[Dataset entries]
####
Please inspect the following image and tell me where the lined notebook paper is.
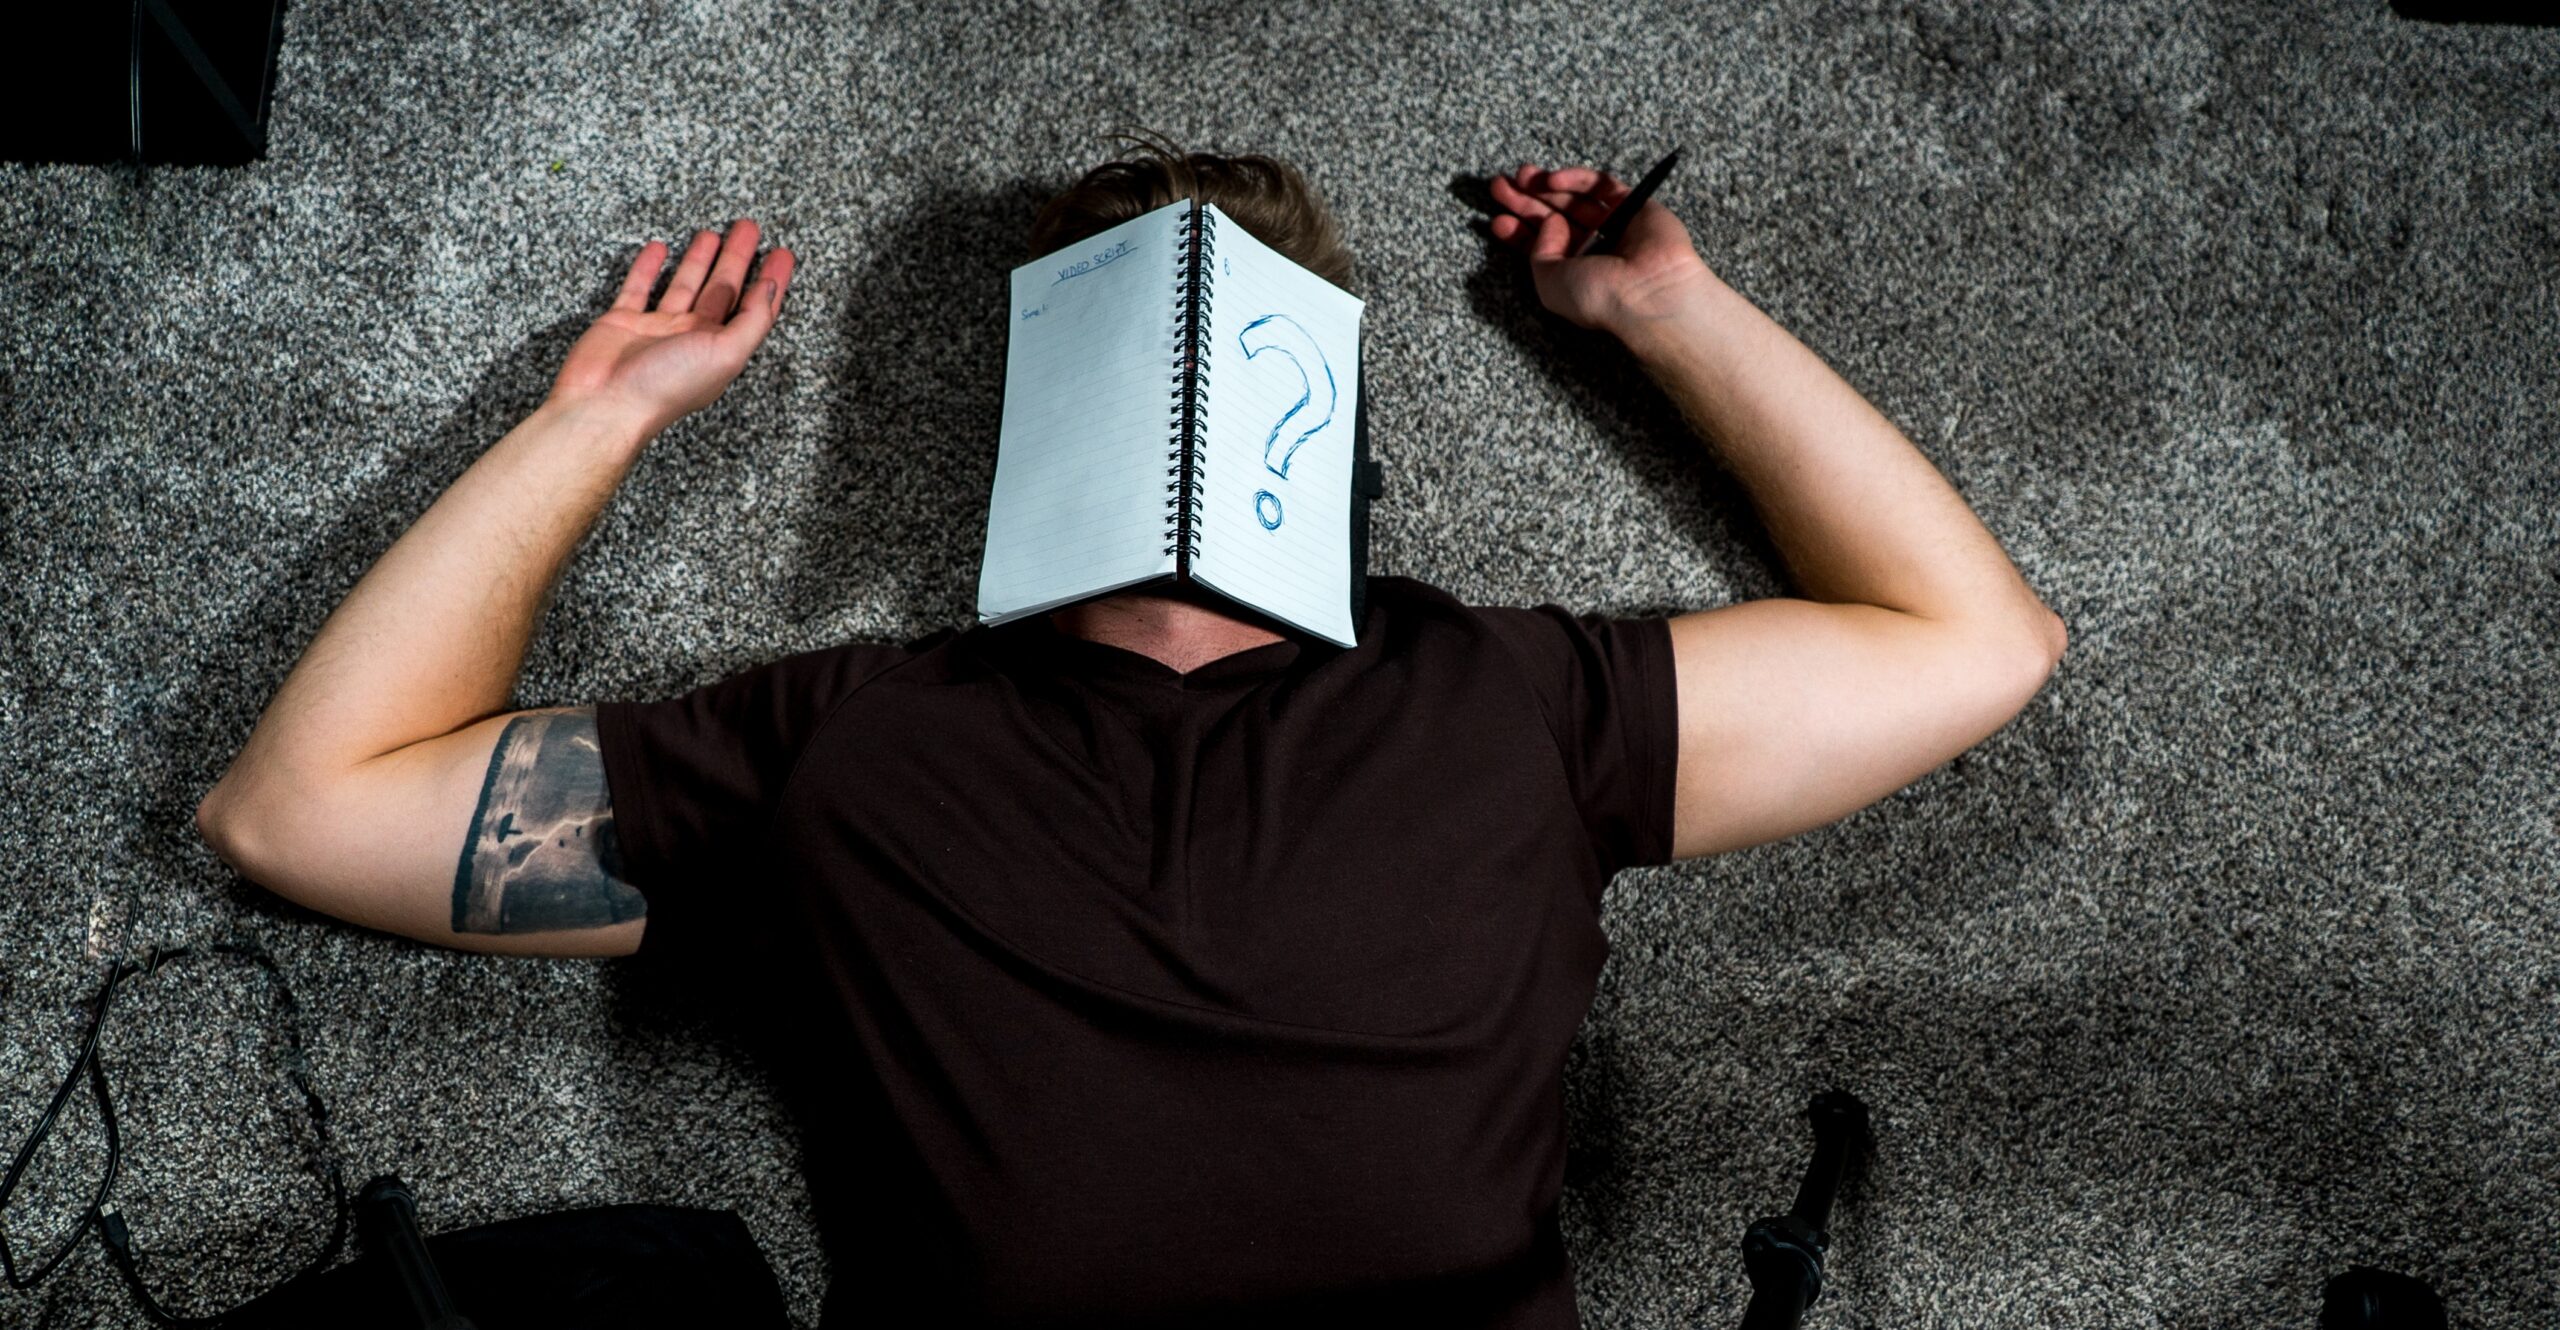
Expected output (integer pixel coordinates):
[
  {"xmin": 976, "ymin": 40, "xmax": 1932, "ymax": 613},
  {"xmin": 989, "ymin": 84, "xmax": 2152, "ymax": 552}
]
[
  {"xmin": 978, "ymin": 205, "xmax": 1190, "ymax": 622},
  {"xmin": 1191, "ymin": 208, "xmax": 1362, "ymax": 645},
  {"xmin": 976, "ymin": 199, "xmax": 1366, "ymax": 646}
]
####
Try it:
Each record above should be retyped exactly, with no pictures carried over.

Response area:
Please inspect the following image and tell me where the lined notebook paper is.
Expected output (integer pixel coordinates):
[
  {"xmin": 976, "ymin": 40, "xmax": 1932, "ymax": 613},
  {"xmin": 989, "ymin": 84, "xmax": 2152, "ymax": 552}
]
[
  {"xmin": 978, "ymin": 205, "xmax": 1190, "ymax": 622},
  {"xmin": 1191, "ymin": 208, "xmax": 1362, "ymax": 645},
  {"xmin": 976, "ymin": 199, "xmax": 1366, "ymax": 646}
]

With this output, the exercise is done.